# Recommended coffees for French press



## mathof (Mar 24, 2012)

I've recently taken out a French press that I hadn't used much in the last few years as I've been pretty much exclusively drinking espresso. I notice that the coffees I like for espresso are not very interesting brewed in the French press. Are there particular types - or even specific beans from UK roasters - that French press users recommend?

Matt


----------



## Eyedee (Sep 13, 2010)

It might benefit you to read peoples favourites from here.

http://coffeeforums.co.uk/showthread.php?28211-Best-beans-this-year

Ian


----------



## MWJB (Feb 28, 2012)

Nearly all beans work in a French press.

If beans are uninteresting you can updose to help the beans punch through, or grind finer & down dose, with a longer steep, to more develop the flavour.

Try 15:1 at a medium grind, 4 min steep, sink crust, leave til 10min & decant.

Also 19:1 at a fine grind, one NSEW stir at fill, 20min steep (for a small pot, 40min-1hour for a large pot), covered, no break.

...then fine tune to somewhere between the 2.

I always pour off the first quarter to half a cup as the oils will float & carry some silt that you don't want in the cup.

I updose slightly for steel pots.

Don't try & brew with a very coarse grind.

I avoid letting the plunger touch the steeping coffee too, any floating silt that can get through the plunger will do at the start of the brew if you press the plunger against the floating grinds.


----------



## insatiableOne (Jul 29, 2015)

I agree, although I enjoy a darkish roast for French press.

I dose way more than most. Let steep for 15-30 min. scrape of top grounds + scum (what makes it bitter) plunge. Pour off top silt.

Lighter roasts are ok. I grind extremely coarse.


----------



## Threeracers (Nov 13, 2015)

I love the contrasting views on coarseness of the grind in two posts!

I think I may be doing it wrong if you are both suggesting letting it brew for that length of time though as I brew for four minutes and pour. I have just started to reuse my French press as my Classic is away being repaired.

I have been using 25 grams on a medium/coarse grind (8 notches on a Lido 3) splash of water to just cover the coffee for thirty seconds or so then fill to a total of 350 grams water, plunge after four minutes and pour straight away. I think that ratio works out to 14:1.

I would be interested to hear what the preferred ratio and brew times are from other users.

- [Task inputs]:
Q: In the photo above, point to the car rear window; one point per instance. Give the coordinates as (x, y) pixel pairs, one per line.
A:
==
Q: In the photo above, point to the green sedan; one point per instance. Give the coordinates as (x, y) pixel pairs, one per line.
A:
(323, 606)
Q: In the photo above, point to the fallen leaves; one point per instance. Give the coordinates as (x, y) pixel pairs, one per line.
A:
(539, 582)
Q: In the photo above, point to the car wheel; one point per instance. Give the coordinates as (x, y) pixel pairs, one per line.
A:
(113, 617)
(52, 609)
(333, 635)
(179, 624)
...
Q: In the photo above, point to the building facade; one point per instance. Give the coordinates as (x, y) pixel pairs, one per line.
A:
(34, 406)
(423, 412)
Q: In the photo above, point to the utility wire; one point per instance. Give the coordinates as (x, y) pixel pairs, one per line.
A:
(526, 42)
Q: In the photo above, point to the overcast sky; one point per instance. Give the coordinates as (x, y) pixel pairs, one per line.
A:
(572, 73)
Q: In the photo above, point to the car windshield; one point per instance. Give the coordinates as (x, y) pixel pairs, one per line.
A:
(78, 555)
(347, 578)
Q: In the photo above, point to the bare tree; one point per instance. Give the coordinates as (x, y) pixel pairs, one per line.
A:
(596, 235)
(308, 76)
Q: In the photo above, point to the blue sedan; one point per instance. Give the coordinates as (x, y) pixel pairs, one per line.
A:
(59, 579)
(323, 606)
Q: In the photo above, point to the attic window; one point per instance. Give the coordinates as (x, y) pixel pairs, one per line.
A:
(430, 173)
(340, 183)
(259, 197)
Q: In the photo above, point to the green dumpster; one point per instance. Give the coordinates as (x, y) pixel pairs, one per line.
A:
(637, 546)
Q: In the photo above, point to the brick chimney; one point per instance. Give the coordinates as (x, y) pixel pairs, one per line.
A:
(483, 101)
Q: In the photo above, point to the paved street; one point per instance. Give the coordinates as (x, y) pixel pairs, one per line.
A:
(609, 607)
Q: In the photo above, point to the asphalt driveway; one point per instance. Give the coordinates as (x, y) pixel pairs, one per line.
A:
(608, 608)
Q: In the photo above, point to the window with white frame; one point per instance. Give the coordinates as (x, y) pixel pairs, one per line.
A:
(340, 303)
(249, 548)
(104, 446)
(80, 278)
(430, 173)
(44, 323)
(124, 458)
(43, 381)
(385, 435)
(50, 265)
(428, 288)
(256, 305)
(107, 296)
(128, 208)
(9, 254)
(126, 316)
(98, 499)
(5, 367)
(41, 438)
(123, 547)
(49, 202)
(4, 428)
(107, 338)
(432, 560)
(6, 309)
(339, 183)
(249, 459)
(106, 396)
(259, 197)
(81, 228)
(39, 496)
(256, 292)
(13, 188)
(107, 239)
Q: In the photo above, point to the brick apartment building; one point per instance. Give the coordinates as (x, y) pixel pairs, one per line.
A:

- [Complete the following]:
[1] Reproduce the French press thread starting at "Try 15:1 at" and ending at "between the 2.", swapping "steep" for "soak" throughout.
[2] Count the lines of the records that contain the string "window", matching case exactly, and give only the number.
The records have no connection to the French press thread.

- [Exercise solutions]:
[1]
Try 15:1 at a medium grind, 4 min soak, sink crust, leave til 10min & decant.

Also 19:1 at a fine grind, one NSEW stir at fill, 20min soak (for a small pot, 40min-1hour for a large pot), covered, no break.

...then fine tune to somewhere between the 2.

[2] 3